Records shown

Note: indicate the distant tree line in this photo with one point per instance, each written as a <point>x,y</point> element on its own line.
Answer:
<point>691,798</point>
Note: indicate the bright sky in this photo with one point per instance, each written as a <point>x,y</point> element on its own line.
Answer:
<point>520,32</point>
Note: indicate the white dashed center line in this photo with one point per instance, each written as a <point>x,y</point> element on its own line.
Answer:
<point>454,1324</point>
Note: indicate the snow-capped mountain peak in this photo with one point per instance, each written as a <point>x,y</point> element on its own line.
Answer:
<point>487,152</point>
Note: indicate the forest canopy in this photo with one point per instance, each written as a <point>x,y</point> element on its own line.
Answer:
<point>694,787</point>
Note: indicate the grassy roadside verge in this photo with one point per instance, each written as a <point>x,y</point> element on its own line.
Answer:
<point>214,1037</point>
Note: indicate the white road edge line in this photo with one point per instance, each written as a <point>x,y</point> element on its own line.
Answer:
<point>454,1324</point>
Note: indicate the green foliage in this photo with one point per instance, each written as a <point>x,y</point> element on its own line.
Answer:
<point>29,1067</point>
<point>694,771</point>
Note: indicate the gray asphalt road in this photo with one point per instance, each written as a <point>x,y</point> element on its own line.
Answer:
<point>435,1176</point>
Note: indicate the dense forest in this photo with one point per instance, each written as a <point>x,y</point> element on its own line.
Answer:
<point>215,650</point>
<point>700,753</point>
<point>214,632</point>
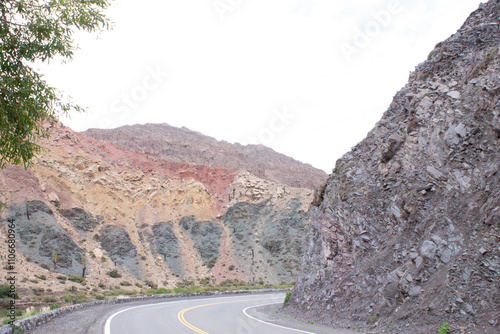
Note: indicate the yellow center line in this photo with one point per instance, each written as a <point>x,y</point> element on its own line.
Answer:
==
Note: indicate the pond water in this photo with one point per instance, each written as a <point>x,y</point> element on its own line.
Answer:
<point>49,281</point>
==
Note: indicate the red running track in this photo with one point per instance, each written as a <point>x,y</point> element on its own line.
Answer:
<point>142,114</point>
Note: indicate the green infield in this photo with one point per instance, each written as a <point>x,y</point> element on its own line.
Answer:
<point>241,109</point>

Problem
Count the lines of the data above that contain the word "white" with matching case, and reply with the number alone.

Exercise solution
2